- [Prompt] Nothing in the data should be altered when it is repeated in full.

- [Referring expression data]
=== Begin Enclosure ===
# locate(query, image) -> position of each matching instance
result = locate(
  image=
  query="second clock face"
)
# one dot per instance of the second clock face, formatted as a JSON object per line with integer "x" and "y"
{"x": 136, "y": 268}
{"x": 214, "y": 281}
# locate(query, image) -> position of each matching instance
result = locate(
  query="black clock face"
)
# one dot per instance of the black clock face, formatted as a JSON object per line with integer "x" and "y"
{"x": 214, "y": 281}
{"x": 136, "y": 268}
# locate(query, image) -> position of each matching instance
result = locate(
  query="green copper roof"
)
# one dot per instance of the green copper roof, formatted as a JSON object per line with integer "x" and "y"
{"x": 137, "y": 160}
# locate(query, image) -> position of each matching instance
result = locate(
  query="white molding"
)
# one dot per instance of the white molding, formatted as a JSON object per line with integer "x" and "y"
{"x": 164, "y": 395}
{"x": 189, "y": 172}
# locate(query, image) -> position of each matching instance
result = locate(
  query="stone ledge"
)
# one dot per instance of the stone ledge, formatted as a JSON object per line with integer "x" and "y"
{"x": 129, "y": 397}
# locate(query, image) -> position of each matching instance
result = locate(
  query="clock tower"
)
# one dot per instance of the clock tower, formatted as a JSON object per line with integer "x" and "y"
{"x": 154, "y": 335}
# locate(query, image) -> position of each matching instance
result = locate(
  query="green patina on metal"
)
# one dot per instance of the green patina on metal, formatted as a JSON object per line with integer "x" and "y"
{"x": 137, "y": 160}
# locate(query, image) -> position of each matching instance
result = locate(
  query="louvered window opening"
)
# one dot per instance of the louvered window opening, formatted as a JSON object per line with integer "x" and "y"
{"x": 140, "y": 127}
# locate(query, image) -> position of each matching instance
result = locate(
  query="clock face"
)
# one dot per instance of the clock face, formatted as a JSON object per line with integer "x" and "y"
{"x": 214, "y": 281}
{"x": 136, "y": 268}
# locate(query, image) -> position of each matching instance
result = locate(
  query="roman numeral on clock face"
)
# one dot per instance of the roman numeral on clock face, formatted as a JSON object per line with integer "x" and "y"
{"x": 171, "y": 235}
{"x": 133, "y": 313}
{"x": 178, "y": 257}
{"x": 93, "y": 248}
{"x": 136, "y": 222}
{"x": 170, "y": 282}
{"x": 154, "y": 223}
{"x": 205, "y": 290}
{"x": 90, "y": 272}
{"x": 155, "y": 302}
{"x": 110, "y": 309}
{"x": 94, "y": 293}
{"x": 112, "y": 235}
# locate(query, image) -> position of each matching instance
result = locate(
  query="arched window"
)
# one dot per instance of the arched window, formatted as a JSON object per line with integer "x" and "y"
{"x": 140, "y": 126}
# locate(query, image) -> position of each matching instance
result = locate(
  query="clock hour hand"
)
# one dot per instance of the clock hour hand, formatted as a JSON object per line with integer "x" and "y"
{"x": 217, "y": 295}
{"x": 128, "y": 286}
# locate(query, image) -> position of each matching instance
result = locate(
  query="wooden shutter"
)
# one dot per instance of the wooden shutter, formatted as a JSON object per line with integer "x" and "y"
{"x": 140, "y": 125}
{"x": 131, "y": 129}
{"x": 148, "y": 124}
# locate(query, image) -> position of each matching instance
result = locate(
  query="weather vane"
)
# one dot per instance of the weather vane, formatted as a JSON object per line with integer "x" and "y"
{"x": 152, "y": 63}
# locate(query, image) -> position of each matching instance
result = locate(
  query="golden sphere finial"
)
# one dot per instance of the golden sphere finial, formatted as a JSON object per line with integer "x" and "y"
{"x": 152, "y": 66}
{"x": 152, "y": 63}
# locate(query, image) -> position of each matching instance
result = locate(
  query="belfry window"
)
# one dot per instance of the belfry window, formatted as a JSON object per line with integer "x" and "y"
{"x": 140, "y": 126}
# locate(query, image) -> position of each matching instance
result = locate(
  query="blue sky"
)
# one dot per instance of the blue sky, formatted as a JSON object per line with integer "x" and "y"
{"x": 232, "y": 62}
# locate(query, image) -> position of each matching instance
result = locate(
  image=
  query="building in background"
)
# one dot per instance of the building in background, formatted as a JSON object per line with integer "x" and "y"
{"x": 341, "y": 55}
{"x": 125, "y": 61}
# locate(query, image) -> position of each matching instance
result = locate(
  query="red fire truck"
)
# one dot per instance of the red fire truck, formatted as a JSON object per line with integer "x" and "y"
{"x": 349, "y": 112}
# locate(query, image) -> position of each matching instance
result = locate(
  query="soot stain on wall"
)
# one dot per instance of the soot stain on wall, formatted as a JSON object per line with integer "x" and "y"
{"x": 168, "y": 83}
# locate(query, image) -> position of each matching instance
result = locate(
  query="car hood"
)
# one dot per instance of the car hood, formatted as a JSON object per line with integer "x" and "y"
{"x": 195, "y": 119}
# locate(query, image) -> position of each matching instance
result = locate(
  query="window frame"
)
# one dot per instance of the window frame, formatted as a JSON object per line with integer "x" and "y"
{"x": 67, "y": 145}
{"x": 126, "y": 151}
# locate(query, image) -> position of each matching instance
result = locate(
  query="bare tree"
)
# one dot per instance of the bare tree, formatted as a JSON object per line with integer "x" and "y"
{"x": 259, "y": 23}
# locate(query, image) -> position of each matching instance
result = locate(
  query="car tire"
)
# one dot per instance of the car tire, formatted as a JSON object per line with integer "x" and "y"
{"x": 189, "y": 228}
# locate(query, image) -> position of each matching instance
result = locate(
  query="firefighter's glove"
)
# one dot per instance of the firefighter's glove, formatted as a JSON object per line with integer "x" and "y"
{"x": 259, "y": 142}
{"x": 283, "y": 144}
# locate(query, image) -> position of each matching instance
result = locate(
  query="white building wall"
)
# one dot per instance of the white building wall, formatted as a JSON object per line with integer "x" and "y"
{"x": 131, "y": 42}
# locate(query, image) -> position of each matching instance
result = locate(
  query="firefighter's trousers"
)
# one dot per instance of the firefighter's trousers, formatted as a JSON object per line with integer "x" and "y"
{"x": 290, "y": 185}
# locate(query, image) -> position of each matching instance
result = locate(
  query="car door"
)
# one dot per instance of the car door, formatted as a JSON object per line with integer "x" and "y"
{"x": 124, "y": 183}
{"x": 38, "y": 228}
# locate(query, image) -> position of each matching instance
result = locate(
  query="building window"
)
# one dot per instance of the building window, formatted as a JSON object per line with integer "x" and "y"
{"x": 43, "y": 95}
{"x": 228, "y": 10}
=== End Enclosure ===
- [Completed task]
# locate(query, image) -> position of each matching instance
result = locate(
  image=
  query="second clock face"
)
# one dot per instance of the second clock face, formatted as a JSON object per line with integer "x" and "y"
{"x": 136, "y": 268}
{"x": 214, "y": 281}
# locate(query, image) -> position of each matching instance
result = locate(
  query="black clock face"
)
# one dot per instance of the black clock face, formatted as a JSON object per line with integer "x" and "y"
{"x": 214, "y": 281}
{"x": 136, "y": 268}
# locate(query, image) -> position of each matching instance
result = locate(
  query="green copper roof"
)
# one dot per instance of the green copper roof, formatted as a JSON object per line with integer "x" and "y"
{"x": 137, "y": 160}
# locate(query, image) -> position of each matching instance
result = locate(
  query="white molding"
)
# one dot per instance of the white molding, formatted as a JSON object per line with integer "x" and "y"
{"x": 164, "y": 395}
{"x": 189, "y": 172}
# locate(query, image) -> position of each matching instance
result = locate(
  query="stone ledge"
)
# one dot per instance of the stone ledge, formatted as a JSON object per line with integer "x" and "y"
{"x": 129, "y": 397}
# locate(query, image) -> position of each matching instance
result = locate(
  query="clock tower"
)
# one dot per instance of the clock tower, formatted as a JSON object per line with integer "x" and "y"
{"x": 154, "y": 335}
# locate(query, image) -> position of each matching instance
result = locate(
  query="green patina on metal"
)
# one dot per instance of the green patina on metal, formatted as a JSON object per line with integer "x" and "y"
{"x": 137, "y": 160}
# locate(query, image) -> position of each matching instance
result = locate(
  query="louvered window opening"
)
# one dot per instance of the louvered window opening, formatted as a JSON object per line with integer "x" and "y"
{"x": 140, "y": 127}
# locate(query, image) -> position of each matching instance
result = locate(
  query="clock face"
)
# one dot per instance of the clock face, formatted as a JSON object per line with integer "x" and "y"
{"x": 214, "y": 281}
{"x": 136, "y": 268}
# locate(query, image) -> position of each matching instance
result = locate(
  query="roman numeral on clock face"
)
# one dot per instance of the roman numeral on clock face, formatted as a JSON object per line with integer "x" and "y"
{"x": 171, "y": 235}
{"x": 133, "y": 313}
{"x": 178, "y": 257}
{"x": 93, "y": 248}
{"x": 136, "y": 222}
{"x": 170, "y": 282}
{"x": 154, "y": 223}
{"x": 205, "y": 290}
{"x": 90, "y": 272}
{"x": 155, "y": 302}
{"x": 110, "y": 309}
{"x": 94, "y": 293}
{"x": 112, "y": 235}
# locate(query, image) -> position of each matching instance
result = locate(
  query="arched window"
)
# one dot per instance of the arched window, formatted as a JSON object per line with integer "x" and "y"
{"x": 140, "y": 126}
# locate(query, image) -> position of each matching instance
result = locate(
  query="clock hour hand"
)
# one dot per instance of the clock hour hand, formatted as a JSON object per line with integer "x" and "y"
{"x": 217, "y": 295}
{"x": 128, "y": 286}
# locate(query, image) -> position of each matching instance
result = locate(
  query="wooden shutter"
)
# one dot per instance of the wooden shutter, formatted as a JSON object per line with integer "x" and "y"
{"x": 140, "y": 125}
{"x": 131, "y": 129}
{"x": 148, "y": 124}
# locate(query, image) -> position of each matching instance
result = locate(
  query="weather vane"
)
# one dot per instance of the weather vane, formatted as a JSON object per line with integer "x" and "y"
{"x": 152, "y": 63}
# locate(query, image) -> position of each matching instance
result = locate(
  query="golden sphere finial"
)
# one dot per instance of the golden sphere finial, formatted as a JSON object per line with integer "x" and "y"
{"x": 152, "y": 66}
{"x": 152, "y": 63}
# locate(query, image) -> position of each matching instance
result = locate(
  query="belfry window"
)
# one dot per instance of the belfry window, formatted as a JSON object per line with integer "x" and "y"
{"x": 140, "y": 126}
# locate(query, image) -> position of each matching instance
result = locate(
  query="blue sky"
)
# one dot per instance of the blue sky, formatted as a JSON object per line with integer "x" and "y"
{"x": 232, "y": 62}
# locate(query, image) -> position of each matching instance
result = locate(
  image=
  query="building in background"
)
# one dot per instance of the building in background, formatted as a JSON object per line with integer "x" and "y"
{"x": 341, "y": 55}
{"x": 125, "y": 61}
# locate(query, image) -> position of each matching instance
result = locate(
  query="red fire truck"
)
# one dot per instance of the red fire truck, formatted as a JSON object per line with integer "x" and "y"
{"x": 349, "y": 112}
# locate(query, image) -> position of each matching instance
result = locate(
  query="soot stain on wall"
)
# one dot per instance of the soot stain on wall, formatted as a JSON object per line with integer "x" and "y"
{"x": 168, "y": 83}
# locate(query, image) -> position of each matching instance
result = locate(
  query="car hood"
)
# one dot per instance of the car hood, formatted as a JSON object per line with integer "x" and "y"
{"x": 195, "y": 119}
# locate(query, image) -> position of each matching instance
result = locate(
  query="window frame"
)
# one dot per instance of the window frame, formatted as a JSON object per line with integer "x" and "y"
{"x": 67, "y": 145}
{"x": 126, "y": 151}
# locate(query, image) -> position of each matching instance
result = locate(
  query="bare tree"
)
# one dot per instance of the bare tree, formatted as a JSON object per line with integer "x" and "y"
{"x": 259, "y": 23}
# locate(query, image) -> position of each matching instance
result = locate(
  query="car tire"
)
# one dot per instance of the car tire, formatted as a JSON object per line with integer "x" and "y"
{"x": 189, "y": 228}
# locate(query, image) -> position of each matching instance
result = locate(
  query="firefighter's glove"
)
# one dot per instance of the firefighter's glove, formatted as a JSON object per line with integer "x" and "y"
{"x": 259, "y": 142}
{"x": 283, "y": 144}
# locate(query, image) -> position of each matching instance
result = locate(
  query="white building wall"
)
# one dot per instance of the white building wall, formatted as a JSON object per line with integer "x" and "y"
{"x": 131, "y": 42}
# locate(query, image) -> position of each matching instance
result = locate(
  query="firefighter's trousers"
)
# one dot per instance of the firefighter's trousers, formatted as a JSON object per line with integer "x" and "y"
{"x": 290, "y": 185}
# locate(query, image) -> position of each matching instance
result = locate(
  query="car door"
)
# one dot per instance of the car door, formatted as a JSON object per line with integer "x" and "y"
{"x": 124, "y": 183}
{"x": 38, "y": 228}
# locate(query, image) -> position of each matching instance
result = locate(
  query="building window"
)
# one dot per instance of the building window, formatted as a JSON object per line with integer "x" and "y"
{"x": 43, "y": 95}
{"x": 228, "y": 10}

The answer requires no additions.